• _Task prompt_
Repeat each of the rows below word for word, changing nothing.

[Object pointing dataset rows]
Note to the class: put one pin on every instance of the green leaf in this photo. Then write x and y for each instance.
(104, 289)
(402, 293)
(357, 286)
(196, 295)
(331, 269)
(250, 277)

• _Task answer_
Note to the class: put one pin on every instance of the green leaf in this photo. Then write x and y for each instance.
(104, 289)
(402, 293)
(357, 286)
(196, 295)
(331, 269)
(250, 277)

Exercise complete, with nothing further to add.